> **Problem details**
Please reproduce every one of the entries below verbatim.

> **Rows from a dataset**
______________________________
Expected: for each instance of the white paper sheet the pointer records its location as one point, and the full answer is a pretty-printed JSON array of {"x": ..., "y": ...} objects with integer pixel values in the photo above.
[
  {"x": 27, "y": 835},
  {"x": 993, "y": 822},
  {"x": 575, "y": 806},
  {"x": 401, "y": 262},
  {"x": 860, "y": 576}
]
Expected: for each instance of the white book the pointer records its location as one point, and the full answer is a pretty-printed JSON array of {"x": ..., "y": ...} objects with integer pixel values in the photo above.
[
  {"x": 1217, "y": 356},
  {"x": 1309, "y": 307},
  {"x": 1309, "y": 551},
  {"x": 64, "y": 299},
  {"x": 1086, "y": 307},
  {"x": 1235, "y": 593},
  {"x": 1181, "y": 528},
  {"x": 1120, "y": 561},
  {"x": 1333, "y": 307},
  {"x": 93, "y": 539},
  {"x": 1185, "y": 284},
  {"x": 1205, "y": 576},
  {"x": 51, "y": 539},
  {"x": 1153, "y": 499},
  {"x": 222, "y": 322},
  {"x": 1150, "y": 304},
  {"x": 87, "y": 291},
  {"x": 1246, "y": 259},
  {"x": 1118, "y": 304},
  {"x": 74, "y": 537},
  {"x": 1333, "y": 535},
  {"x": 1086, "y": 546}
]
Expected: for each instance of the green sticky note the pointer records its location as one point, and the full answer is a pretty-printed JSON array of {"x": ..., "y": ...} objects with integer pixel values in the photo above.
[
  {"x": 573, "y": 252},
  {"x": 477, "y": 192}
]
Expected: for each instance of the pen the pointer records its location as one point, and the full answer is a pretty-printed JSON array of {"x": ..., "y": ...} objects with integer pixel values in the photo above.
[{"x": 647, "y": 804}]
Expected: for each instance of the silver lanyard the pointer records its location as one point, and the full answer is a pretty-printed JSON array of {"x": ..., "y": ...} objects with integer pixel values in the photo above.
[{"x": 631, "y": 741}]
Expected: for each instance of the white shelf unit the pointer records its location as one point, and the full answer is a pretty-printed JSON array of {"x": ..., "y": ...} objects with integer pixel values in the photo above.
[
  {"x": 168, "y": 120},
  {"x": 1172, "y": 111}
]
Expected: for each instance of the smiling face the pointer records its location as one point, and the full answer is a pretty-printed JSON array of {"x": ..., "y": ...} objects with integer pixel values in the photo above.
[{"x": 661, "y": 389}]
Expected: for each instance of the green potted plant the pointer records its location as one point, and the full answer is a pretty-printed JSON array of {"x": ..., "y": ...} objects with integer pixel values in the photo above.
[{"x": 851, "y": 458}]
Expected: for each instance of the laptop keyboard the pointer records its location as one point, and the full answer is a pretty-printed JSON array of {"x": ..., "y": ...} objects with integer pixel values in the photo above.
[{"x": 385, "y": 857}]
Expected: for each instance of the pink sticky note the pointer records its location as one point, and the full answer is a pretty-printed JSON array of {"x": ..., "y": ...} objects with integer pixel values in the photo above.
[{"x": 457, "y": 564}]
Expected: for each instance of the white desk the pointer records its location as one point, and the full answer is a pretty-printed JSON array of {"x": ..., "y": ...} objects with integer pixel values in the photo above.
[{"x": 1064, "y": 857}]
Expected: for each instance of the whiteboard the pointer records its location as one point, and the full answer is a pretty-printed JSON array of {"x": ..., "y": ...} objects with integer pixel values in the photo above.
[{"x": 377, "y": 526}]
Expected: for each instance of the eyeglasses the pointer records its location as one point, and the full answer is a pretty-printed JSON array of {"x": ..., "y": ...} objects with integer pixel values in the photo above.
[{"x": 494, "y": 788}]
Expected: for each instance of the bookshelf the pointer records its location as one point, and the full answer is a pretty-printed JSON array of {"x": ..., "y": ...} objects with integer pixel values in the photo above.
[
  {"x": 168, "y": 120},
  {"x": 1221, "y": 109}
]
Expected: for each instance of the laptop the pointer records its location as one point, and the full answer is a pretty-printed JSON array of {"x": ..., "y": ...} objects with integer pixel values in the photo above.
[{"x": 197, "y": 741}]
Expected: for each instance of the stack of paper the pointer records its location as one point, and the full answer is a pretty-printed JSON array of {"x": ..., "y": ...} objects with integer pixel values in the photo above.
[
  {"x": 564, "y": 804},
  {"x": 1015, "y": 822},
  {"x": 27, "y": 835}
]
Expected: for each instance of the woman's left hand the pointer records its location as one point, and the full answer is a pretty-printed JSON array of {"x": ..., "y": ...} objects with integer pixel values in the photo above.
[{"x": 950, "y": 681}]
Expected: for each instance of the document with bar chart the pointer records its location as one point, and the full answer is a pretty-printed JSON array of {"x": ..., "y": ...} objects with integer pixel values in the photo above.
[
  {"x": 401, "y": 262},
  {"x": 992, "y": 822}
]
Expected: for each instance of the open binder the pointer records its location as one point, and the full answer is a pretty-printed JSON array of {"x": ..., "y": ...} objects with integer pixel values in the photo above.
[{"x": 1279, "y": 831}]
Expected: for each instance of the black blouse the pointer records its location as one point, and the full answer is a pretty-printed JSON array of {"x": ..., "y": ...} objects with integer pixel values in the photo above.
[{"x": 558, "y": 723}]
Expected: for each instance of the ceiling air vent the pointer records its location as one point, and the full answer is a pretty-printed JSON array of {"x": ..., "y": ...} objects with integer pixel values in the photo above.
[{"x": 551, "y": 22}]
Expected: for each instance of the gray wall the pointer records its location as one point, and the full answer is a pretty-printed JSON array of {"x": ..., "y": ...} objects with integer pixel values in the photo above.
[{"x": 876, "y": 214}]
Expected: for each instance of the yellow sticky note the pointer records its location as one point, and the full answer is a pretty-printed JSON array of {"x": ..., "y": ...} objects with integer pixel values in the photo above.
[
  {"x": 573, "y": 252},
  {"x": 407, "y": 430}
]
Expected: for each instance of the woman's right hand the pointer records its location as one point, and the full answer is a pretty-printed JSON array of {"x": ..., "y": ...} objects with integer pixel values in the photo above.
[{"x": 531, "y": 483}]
______________________________
> **Correct response**
Expected: for each instance of the white paper sheet the pointer records its location as one point, and the full answer is a pretty-printed JSON array of {"x": ..., "y": ...} objects with integer pixel values in the photo above.
[
  {"x": 27, "y": 835},
  {"x": 993, "y": 822},
  {"x": 575, "y": 806},
  {"x": 401, "y": 262},
  {"x": 860, "y": 576}
]
Expected: for each instance of the white book the pointer records its location as one point, and the full answer is a pretty-printed JSON array of {"x": ..., "y": ...} objects with integer pixel values in the photo above.
[
  {"x": 1217, "y": 356},
  {"x": 1309, "y": 307},
  {"x": 1309, "y": 551},
  {"x": 64, "y": 299},
  {"x": 1086, "y": 307},
  {"x": 1235, "y": 593},
  {"x": 1181, "y": 528},
  {"x": 1120, "y": 561},
  {"x": 1333, "y": 307},
  {"x": 93, "y": 539},
  {"x": 1185, "y": 284},
  {"x": 1205, "y": 576},
  {"x": 51, "y": 539},
  {"x": 1153, "y": 499},
  {"x": 222, "y": 322},
  {"x": 1150, "y": 304},
  {"x": 87, "y": 291},
  {"x": 1246, "y": 259},
  {"x": 1118, "y": 304},
  {"x": 74, "y": 537},
  {"x": 1333, "y": 535},
  {"x": 1086, "y": 546}
]
Expected: for each instance of the green sticky note the pointer records its location as one point, and the full answer is a pretty-printed JSON array of {"x": ..., "y": ...} objects with integer pixel values in the photo above.
[
  {"x": 573, "y": 252},
  {"x": 477, "y": 192}
]
Expected: for each instance of the pen the pointer records its location as one point, and the full answer is a pretty-printed JSON array of {"x": ..., "y": ...} objects with integer pixel values in the photo above.
[{"x": 647, "y": 804}]
Expected: for each instance of the silver lanyard the pointer records its location as one point, and the full answer is a pretty-printed JSON array of {"x": ..., "y": ...} objects with integer pixel values in the photo above.
[{"x": 631, "y": 741}]
Expected: for each instance of the white shelf unit the pointer records its location as one point, and the full answer is a pretty-printed JSON array of {"x": ..., "y": ...} objects with integer pixel values in the photo above.
[
  {"x": 168, "y": 120},
  {"x": 1172, "y": 111}
]
Expected: for each instance of the smiling face the pointer records its location as one point, and the full answer is a pretty-printed JSON array of {"x": ..., "y": ...} objects with integer pixel values in the photo above.
[{"x": 661, "y": 389}]
Expected: for each instance of the green potted plant the pointer records its location as one point, and the full answer is a pretty-printed JSON array of {"x": ..., "y": ...} objects with integer pixel values in the photo above.
[{"x": 851, "y": 458}]
Expected: for each instance of the laptop keyboard the pointer records its location as one point, and the full answer is a pretty-printed JSON array of {"x": ..., "y": ...} objects with integer pixel values in the photo above.
[{"x": 385, "y": 857}]
Expected: for each instance of the pink sticky note the pointer records its location as one point, and the full answer is a pretty-printed JSON array of {"x": ..., "y": ...} objects with integer pixel values in the photo above.
[{"x": 457, "y": 564}]
Expected: for each instance of the white desk the pointer records its location as one point, and the full answer is a pretty-printed JSON array of {"x": ..., "y": ...} objects with integer pixel values in the photo above.
[{"x": 1064, "y": 857}]
Expected: for each instance of the whiteboard the pointer records its location as one point, and the full answer is a pretty-printed JSON array of {"x": ..., "y": ...} objects with integer pixel values in the photo above.
[{"x": 377, "y": 526}]
Expected: for each instance of the eyeglasses the pointer records its location as one point, and the full answer is a pretty-printed JSON array of {"x": ..., "y": ...} objects with integer pixel values in the photo above.
[{"x": 494, "y": 788}]
Expected: for each instance of the bookshelf the pointer records its location as one point, and the full answer is a pretty-printed JSON array of {"x": ..., "y": ...} objects with integer pixel values in the photo above.
[
  {"x": 168, "y": 120},
  {"x": 1221, "y": 109}
]
Expected: for each instance of the laptop the pointer records its location as one point, and the full answer is a pretty-printed JSON array of {"x": ..., "y": ...} objects with integer pixel values in the photo above.
[{"x": 197, "y": 741}]
Expected: for each instance of the stack of paper the pointer records its location as one point, and the full answer is a pretty-printed JSON array of {"x": ..., "y": ...} objects with integer pixel values in the photo above.
[
  {"x": 564, "y": 804},
  {"x": 1015, "y": 822},
  {"x": 27, "y": 835}
]
Expected: for each instance of the woman's left hand the pointer records its location as one point, and the full answer is a pretty-printed JSON array of {"x": ..., "y": ...} objects with integer pixel values in the photo above.
[{"x": 950, "y": 681}]
Expected: for each instance of the document with bar chart the pointer records its location as one point, and the full answer is a pretty-printed JSON array of {"x": ..., "y": ...} objects with integer pixel values in the photo above.
[
  {"x": 401, "y": 262},
  {"x": 992, "y": 822}
]
Expected: for each instance of the open binder the pointer records its location as one point, and the full answer is a pretty-printed JSON array of {"x": ..., "y": ...} objects with integer pixel values in the photo above.
[{"x": 1279, "y": 831}]
Expected: for each instance of the black blouse the pointer records its location as one point, and the full answer is a pretty-printed JSON array of {"x": ..., "y": ...} objects with integer pixel values in the photo above.
[{"x": 558, "y": 723}]
Expected: for each instance of the ceiling air vent the pointer records its location as one point, and the full answer is a pretty-printed JSON array of {"x": ..., "y": ...} objects with integer pixel values in the photo above.
[{"x": 551, "y": 22}]
Expected: for each instance of the gray wall the pointer records its location as one point, and the full answer is a pretty-printed JSON array of {"x": ..., "y": ...} objects with integer pixel values in the photo above.
[{"x": 876, "y": 214}]
Expected: for each instance of the yellow sticky note the pointer records its location as one point, and the full answer is a pretty-printed JSON array of {"x": ..., "y": ...} objects with integer pixel values in the photo above.
[
  {"x": 573, "y": 252},
  {"x": 407, "y": 430}
]
Expected: for each instance of the woman's right hand the pointer records its location as one point, and the full answer is a pretty-printed JSON array of {"x": ..., "y": ...} objects with integer pixel values in the photo above.
[{"x": 531, "y": 483}]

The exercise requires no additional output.